Your task:
Write the next part of the essay about near misses with a lost handbag and money, picking up right after its final sentence.

What are the odds—in Las Vegas?
Featured art: Near Miss, Jack Davis (2017)
When it comes to lost and found, I have had four major near misses in my life. All four relate to losing my handbag and/or money in public places with many strangers milling around. Clearly the kind of lapses for which I now blame Doña Quixote have been present in my life since my forties.
Pablo Picasso. Weeping Woman, 1937
The good news is that, in every case, I have had my goods returned in the same state as when I lost them.
First, I left my handbag in a cab in London. After we were dropped at our hotel, the cabbie right away picked up another fare. When the car was halfway gone to its next destination, the passenger noticed my bag on the floor. He/she handed it over to the cab driver, who undertook to return it after delivering the good samaritan to his destination. And so he did. The front desk rang our room with the news before I had even missed my bag. Despite the fact that I hurried downstairs as quickly as possible, the driver had already left. He did not wait for what would have been the biggest tip I had ever given.
Alberto Cerriteño. The Enamored Mico. (A”mico” is a black-tailed marmoset, a small monkey found in South America. In Costa Rica, “mico” is also slang for the female genitalia. Can anyone think of an animal equivalent in English? Starts with p, “rhymes” with cat. )
Yes, there are good people in the world. I encountered another one in New York, when—on our way out—I left my handbag in the lobby of the hotel where we were staying. I noticed the loss as soon as our cab we had pulled out into miles of one-way traffic. We had the cabbie roundabout his way back to the hotel. I ran directly to the couch where I was sitting while waiting for our cab—no bag. Frantic now, I hurried to the front desk.
Tal R. Girl drawing Lilly, 2016
Peter had come along, since he had ID to convince the concierge that we were the people who had booked the room. The concierge took my bag out from under the desk. Someone had handed it in.
Laurie Pace, Contemporary Texas artist. Give It All Your Heart
My third loss was potentially more irreversible than the previous ones. After drawing cash for buying a couch or a camera or whatever that had been advertised in the paper and for which the seller required cash—an amount in the 3-4 hundred dollar range—I stopped at the Smith’s near our Supernal Way house, where I bought a few items with my credit card. When I got home, I got a call from Smith’s—the teller had been there a long time and knew us. She said she had found something that might be mine, but wouldn’t say what. I checked my handbag—most of the $100 notes were missing. I said I might have lost some $100 notes. That was indeed what a customer in her line had handed in shortly after I had left the store.
Julio Larraz. Near Miss, 2017
When unlikely returns of lost objects, reunions, or meetings happen in our lives, we thank our lucky stars. In the realms of the spiritual, the psychoanalytical, the romantic, we enshrine this kind of propitious coincidence with names: synchronicity, simultaneity, serendipity.

Record list:
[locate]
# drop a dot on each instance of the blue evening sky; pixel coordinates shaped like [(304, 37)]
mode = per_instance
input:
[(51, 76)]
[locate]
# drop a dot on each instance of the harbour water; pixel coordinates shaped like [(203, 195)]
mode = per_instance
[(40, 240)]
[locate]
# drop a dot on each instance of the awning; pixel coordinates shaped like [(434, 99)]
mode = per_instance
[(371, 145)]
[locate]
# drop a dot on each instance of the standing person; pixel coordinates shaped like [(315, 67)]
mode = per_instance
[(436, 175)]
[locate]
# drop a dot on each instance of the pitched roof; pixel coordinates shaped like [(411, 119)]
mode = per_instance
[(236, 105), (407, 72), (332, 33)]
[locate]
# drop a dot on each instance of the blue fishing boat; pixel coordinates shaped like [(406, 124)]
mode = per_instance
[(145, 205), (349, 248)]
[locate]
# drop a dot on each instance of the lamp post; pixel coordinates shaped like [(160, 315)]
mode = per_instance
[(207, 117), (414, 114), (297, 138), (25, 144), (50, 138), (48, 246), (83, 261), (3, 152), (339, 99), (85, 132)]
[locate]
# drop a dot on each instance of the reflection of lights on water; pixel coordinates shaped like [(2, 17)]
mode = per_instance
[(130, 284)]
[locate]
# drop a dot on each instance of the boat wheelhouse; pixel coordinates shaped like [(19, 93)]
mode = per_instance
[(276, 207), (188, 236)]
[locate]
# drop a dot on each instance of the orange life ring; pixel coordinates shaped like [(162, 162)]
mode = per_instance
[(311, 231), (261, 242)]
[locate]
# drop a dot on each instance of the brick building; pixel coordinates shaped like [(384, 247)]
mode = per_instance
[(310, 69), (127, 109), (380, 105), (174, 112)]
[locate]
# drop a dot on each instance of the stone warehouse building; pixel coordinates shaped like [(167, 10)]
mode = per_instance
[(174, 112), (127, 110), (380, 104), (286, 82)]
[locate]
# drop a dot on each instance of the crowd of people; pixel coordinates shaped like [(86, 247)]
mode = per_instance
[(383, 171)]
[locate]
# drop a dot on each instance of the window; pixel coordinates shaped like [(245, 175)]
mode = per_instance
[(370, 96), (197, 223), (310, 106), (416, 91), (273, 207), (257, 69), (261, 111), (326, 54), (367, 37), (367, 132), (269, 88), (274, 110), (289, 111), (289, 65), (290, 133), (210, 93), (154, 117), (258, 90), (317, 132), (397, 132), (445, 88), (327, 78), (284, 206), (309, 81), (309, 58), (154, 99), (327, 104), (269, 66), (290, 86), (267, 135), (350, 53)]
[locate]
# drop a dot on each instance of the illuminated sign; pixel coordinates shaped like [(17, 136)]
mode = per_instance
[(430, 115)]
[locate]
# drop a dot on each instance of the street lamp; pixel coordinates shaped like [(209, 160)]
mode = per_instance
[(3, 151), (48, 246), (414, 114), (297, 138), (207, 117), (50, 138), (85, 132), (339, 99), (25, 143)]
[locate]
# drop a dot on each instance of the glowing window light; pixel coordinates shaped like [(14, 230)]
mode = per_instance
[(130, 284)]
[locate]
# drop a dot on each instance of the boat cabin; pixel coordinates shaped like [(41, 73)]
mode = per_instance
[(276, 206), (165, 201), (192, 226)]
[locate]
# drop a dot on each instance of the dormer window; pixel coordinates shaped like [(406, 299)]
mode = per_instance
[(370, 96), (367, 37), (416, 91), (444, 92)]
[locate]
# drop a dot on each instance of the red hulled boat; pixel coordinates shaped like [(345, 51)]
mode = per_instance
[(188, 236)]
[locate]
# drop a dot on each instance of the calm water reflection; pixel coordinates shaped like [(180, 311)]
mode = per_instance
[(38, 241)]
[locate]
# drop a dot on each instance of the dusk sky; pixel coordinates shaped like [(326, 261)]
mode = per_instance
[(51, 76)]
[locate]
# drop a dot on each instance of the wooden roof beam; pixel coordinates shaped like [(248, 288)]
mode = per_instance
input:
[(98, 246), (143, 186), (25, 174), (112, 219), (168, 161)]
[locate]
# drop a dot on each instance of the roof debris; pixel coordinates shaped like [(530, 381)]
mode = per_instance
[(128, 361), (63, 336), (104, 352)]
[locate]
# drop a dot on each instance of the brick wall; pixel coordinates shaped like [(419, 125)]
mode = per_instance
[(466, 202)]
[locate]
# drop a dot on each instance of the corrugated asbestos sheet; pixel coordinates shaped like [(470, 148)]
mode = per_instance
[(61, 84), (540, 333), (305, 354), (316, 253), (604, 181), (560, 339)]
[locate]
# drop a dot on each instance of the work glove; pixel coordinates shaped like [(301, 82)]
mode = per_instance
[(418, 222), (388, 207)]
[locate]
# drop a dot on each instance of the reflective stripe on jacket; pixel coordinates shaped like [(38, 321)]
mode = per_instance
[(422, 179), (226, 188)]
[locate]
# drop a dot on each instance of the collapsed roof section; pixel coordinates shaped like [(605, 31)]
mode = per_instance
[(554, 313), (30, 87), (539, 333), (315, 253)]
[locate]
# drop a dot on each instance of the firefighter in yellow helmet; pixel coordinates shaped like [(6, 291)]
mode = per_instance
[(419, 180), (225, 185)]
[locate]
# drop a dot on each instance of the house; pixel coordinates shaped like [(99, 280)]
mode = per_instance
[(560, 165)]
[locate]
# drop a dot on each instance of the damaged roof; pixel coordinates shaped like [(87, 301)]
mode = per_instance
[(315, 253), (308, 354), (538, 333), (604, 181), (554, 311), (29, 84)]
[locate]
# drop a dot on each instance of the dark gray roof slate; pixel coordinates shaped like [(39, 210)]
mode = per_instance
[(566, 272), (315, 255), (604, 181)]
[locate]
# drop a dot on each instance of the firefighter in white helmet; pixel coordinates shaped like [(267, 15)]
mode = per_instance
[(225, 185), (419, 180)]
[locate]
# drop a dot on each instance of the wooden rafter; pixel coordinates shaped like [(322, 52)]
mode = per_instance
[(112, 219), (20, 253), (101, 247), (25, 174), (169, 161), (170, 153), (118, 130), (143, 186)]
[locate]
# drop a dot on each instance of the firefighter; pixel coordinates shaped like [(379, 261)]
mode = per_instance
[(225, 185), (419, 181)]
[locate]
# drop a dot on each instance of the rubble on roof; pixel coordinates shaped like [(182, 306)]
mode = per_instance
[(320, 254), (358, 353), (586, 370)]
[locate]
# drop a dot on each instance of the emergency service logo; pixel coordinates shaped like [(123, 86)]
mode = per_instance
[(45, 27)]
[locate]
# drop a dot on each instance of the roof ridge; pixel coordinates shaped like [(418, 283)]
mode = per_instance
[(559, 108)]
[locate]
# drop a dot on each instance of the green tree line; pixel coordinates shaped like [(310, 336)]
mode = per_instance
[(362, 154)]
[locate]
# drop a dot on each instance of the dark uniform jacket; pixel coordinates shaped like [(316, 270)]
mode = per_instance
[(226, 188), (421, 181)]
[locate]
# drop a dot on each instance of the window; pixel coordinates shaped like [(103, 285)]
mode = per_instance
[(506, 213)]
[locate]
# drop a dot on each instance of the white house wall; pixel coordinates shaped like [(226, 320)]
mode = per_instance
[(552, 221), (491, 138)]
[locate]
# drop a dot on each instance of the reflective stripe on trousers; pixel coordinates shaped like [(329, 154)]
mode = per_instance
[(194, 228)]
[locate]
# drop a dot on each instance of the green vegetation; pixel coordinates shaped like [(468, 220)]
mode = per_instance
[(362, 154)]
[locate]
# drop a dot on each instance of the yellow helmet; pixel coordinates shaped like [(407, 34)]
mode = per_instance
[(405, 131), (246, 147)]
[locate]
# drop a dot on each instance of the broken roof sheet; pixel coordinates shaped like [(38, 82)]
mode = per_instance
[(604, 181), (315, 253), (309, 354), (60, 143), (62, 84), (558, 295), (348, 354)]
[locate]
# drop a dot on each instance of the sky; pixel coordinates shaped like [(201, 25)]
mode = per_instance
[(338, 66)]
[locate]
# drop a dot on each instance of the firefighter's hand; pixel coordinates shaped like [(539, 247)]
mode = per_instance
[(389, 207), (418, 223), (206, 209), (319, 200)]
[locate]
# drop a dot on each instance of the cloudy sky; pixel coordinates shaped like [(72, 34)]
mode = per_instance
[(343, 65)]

Output:
Art, not coincidence. Menja Stevenson. Bustour S (Stuttgart public bus), 2006
In the world of classical science, lucky simultaneities are regarded as “mere coincidence.” When I looked up “serendipity and astronomy” on the internet, over a million references came up in .2 seconds. Of course there were the unexpected, for example a link to the heavy metal band Iced Earth’s song “When Stars Collide.” More to my surprise, there were also plenty of references to the actual research results of astronomers from prestigious universities, actual research published in prestigious academic journals. A headline in the Journal of Astronomy proclaims, “Serendipitous Discovery of a Cataclysmic Variable in the Globular Cluster NGC6624”; another in the Astrophysical Journal says, “Serendipitous Discovery of a Low-Mass Companion to the Solar-Type Star TYC 2534-698-1.”
Above: “Astronomers using the NASA/ESA Hubble Space Telescope to study some of the oldest and faintest stars in the globular cluster NGC 6752 have unexpectedly discovered a dwarf galaxy in our cosmic backyard, only 30 million light-years away.(Note published in astronomy journal in January 2019.)
Our newly discovered cosmic neighbour, nicknamed Bedin 1 by the astronomers, is a modestly sized, elongated galaxy. It measures only around 3000 light-years at its greatest extent—a fraction of the size of the Milky Way. Not only is it tiny, but it is also incredibly faint. These properties led astronomers to classify it as a dwarf spheroidal galaxy. The discovery of Bedin 1 was a truly serendipitous find. Very few Hubble images allow such faint objects to be seen, and they cover only a small area of the sky.”
Vincent van Gogh. The Starry Night, 1889. In his imagination, the artist transforms the night-time sky that he sees through the iron-barred window of the his room in the asylum after the breakdown during which he cut off his ear.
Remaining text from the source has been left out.